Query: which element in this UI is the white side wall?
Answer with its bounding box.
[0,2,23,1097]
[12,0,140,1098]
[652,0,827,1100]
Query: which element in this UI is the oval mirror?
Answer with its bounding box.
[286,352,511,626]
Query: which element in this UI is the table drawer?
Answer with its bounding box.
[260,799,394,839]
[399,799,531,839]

» Stated problem:
Rescale everything from the line containing "Query: which element in this UI is the table" down through the end of the entries. Give only those lines, all of them repeated, with each bounding-box coordinate in the answers multiplied by 1.2 and rounded to a whole number, halves rounded up.

» Output of the task:
Query: which element in this UI is the table drawer?
Answer with its bounding box.
[312,959,473,1007]
[479,959,637,1007]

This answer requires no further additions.